ABOUT THIS TASK.
Whenever a line of the records below contains the word "rough", copy that line.

# # #

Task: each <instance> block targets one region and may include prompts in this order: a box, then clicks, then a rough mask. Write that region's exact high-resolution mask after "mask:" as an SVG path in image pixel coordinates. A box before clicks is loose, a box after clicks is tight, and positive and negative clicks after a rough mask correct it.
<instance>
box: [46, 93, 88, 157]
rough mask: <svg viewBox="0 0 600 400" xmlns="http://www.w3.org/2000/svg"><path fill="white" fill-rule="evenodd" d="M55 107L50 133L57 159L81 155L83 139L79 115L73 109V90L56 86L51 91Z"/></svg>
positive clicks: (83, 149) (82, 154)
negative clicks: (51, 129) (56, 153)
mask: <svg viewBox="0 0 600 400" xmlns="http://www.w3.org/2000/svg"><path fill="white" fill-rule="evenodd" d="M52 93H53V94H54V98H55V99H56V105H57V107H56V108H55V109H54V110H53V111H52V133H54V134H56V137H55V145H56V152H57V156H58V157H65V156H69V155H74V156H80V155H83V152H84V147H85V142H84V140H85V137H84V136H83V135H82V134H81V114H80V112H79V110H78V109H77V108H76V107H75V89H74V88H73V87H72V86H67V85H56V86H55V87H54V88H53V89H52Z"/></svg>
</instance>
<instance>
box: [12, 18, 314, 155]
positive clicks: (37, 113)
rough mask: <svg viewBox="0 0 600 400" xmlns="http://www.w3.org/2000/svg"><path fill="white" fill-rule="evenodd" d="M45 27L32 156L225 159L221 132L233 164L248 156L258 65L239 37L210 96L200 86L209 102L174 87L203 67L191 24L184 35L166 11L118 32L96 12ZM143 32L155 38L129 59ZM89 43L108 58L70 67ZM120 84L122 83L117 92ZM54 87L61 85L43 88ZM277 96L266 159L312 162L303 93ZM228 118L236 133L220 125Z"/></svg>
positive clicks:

# # #

RESPONSE TO THE EXERCISE.
Task: each <instance> block targets one region and may include prompts in this order: a box, then clicks, then a rough mask. Write that region's exact high-resolution mask after "mask:" as an SVG path in image pixel coordinates. A box before clicks is loose, a box after clicks is tight, and positive and negative clicks after a rough mask correct it.
rough mask: <svg viewBox="0 0 600 400" xmlns="http://www.w3.org/2000/svg"><path fill="white" fill-rule="evenodd" d="M55 107L50 133L57 159L81 155L83 139L79 115L73 109V90L56 86L51 91Z"/></svg>
rough mask: <svg viewBox="0 0 600 400" xmlns="http://www.w3.org/2000/svg"><path fill="white" fill-rule="evenodd" d="M45 27L32 156L225 159L221 132L233 164L248 156L258 65L239 37L210 96L200 86L209 102L174 87L203 67L191 24L184 35L166 11L118 32L96 12ZM143 32L155 38L129 59ZM89 43L108 58L70 67ZM120 84L122 83L117 92ZM54 87L61 85L43 88ZM277 96L266 159L312 162L303 93ZM228 118L236 133L220 125Z"/></svg>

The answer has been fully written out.